Can you write out, word for word, the passage of the OllamaFlow text below between "License: MIT .NET" and "has you covered.", inclusive?

**Article**
+++
Intelligent Load Balancing and Model Orchestration for Ollama

License: MIT .NET Docker </div>

🚀 Scale Your Ollama Infrastructure

OllamaFlow is a lightweight, intelligent orchestration layer that transforms multiple Ollama instances into a unified, high-availability AI inference cluster. Whether you're scaling AI workloads across multiple GPUs or ensuring zero-downtime model serving, OllamaFlow has you covered.

Why OllamaFlow?

  • 🎯 Multiple Virtual Endpoints: Create multiple frontend endpoints, each mapping to their own set of Ollama backends
  • ⚖️ Smart Load Balancing: Distribute requests intelligently across healthy backends
  • 🔄 Automatic Model Sync: Ensure all backends have the required models - automatically
  • ❤️ Health Monitoring: Real-time health checks with configurable thresholds
  • 📊 Zero Downtime: Seamlessly handle backend failures without dropping requests
  • 🛠️ RESTful Admin API: Full control through a comprehensive management API

🎨 Key Features

Load Balancing

  • Round-robin and random distribution strategies
  • Request routing based on backend health and capacity
  • Automatic failover for unhealthy backends
  • Configurable rate limiting per backend

Model Management

  • Automatic model discovery across all backends
  • Intelligent synchronization - pulls missing models automatically
  • Dynamic model requirements - update required models on the fly
  • Parallel downloads with configurable concurrency

High Availability

  • Real-time health monitoring with customizable check intervals
  • Automatic failover for unhealthy backends
  • Request queuing during high load
  • Connection pooling for optimal performance

Enterprise Ready

  • Bearer token authentication for admin APIs
  • Comprehensive logging with syslog support
  • Docker and Docker Compose ready
  • SQLite database for configuration persistence

🏃 Quick Start

# Pull the image
docker pull jchristn/ollamaflow

# Run with default configuration
docker run -d \
  -p 43411:43411 \
  -v $(pwd)/ollamaflow.json:/app/ollamaflow.json \
  jchristn/ollamaflow

Using .NET

# Clone the repository
git clone https://github.com/jchristn/ollamaflow.git
cd ollamaflow/src

# Build and run
dotnet build
cd OllamaFlow.Server/bin/Debug/net8.0
dotnet OllamaFlow.Server.dll

⚙️ Configuration

OllamaFlow uses a simple JSON configuration file. Here's a minimal example:

{
  "Webserver": {
    "Hostname": "localhost",
    "Port": 43411
  },
  "Logging": {
    "MinimumSeverity": "Info",
    "ConsoleLogging": true
  }
}

Frontend Configuration

Frontends define your virtual Ollama endpoints:

{
  "Identifier": "main-frontend",
  "Name": "Production Ollama Frontend",
  "Hostname": "*",
  "LoadBalancing": "RoundRobin",
  "Backends": ["gpu-1", "gpu-2", "gpu-3"],
  "RequiredModels": ["llama3", "mistral", "codellama"]
}

Backend Configuration

Backends represent your actual Ollama instances:

{
  "Identifier": "gpu-1",
  "Name": "GPU Server 1",
  "Hostname": "192.168.1.100",
  "Port": 11434,
  "MaxParallelRequests": 4,
  "HealthCheckUrl": "/",
  "UnhealthyThreshold": 2
}

📡 API Compatibility

OllamaFlow is fully compatible with the Ollama API, supporting:

  • /api/generate - Text generation
  • /api/chat - Chat completions
  • /api/pull - Model pulling
  • /api/push - Model pushing
  • /api/show - Model information
  • /api/tags - List models
  • /api/ps - Running models
  • /api/embed - Embeddings
  • /api/delete - Model deletion

🔧 Advanced Features

Multi-Node Testing

Test with multiple Ollama instances using Docker Compose:

cd Docker
docker compose -f compose-ollama.yaml up -d

This spins up 4 Ollama instances on ports 11435-11438 for testing.
+++
**Data segment**
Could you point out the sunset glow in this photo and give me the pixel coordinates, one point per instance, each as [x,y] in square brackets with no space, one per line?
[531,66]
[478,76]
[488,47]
+++
**Task response**
License: MIT .NET Docker </div>

🚀 Scale Your Ollama Infrastructure

OllamaFlow is a lightweight, intelligent orchestration layer that transforms multiple Ollama instances into a unified, high-availability AI inference cluster. Whether you're scaling AI workloads across multiple GPUs or ensuring zero-downtime model serving, OllamaFlow has you covered.